> [Selected excerpt]
The legal directory and Q&A site Avvo this week added a new feature, the Avvo Legal Marketplace, through which consumers can obtain proposals from lawyers interested in handling their case. Initially, this will be available for two practice areas, divorce and traffic tickets, with additional practice areas to be added.

The concept is essentially that of a reverse auction, in which the providers of a service compete to obtain the consumer’s business. I’ve written about other reverse-auction sites before, including EagleFee and Shpoonkle.

With the Avvo Legal Marketplace, the consumer fills out a short form describing the nature and location of the matter. The information is provided to lawyers who practice in that area. The lawyers have three days to respond, describing what they would charge, how they would approach the case, and any other information they care to provide. Using the information provided by the lawyer in addition to the information about the lawyer already available on Avvo, such as the lawyer’s profile and reviews, the consumer can then make a selection.

Stored data:
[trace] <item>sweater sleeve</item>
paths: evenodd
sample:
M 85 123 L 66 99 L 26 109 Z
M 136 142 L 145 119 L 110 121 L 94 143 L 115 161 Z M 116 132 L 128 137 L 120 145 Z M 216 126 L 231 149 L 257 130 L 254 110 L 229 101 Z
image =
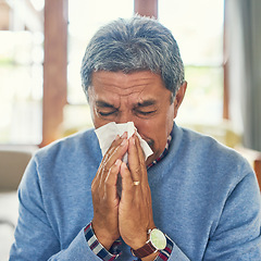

> [Task goal] Reproduce the passage from the piece on the Avvo Legal Marketplace that begins at the words "The concept is" and stops after the words "make a selection.".

> [Response area]
The concept is essentially that of a reverse auction, in which the providers of a service compete to obtain the consumer’s business. I’ve written about other reverse-auction sites before, including EagleFee and Shpoonkle.

With the Avvo Legal Marketplace, the consumer fills out a short form describing the nature and location of the matter. The information is provided to lawyers who practice in that area. The lawyers have three days to respond, describing what they would charge, how they would approach the case, and any other information they care to provide. Using the information provided by the lawyer in addition to the information about the lawyer already available on Avvo, such as the lawyer’s profile and reviews, the consumer can then make a selection.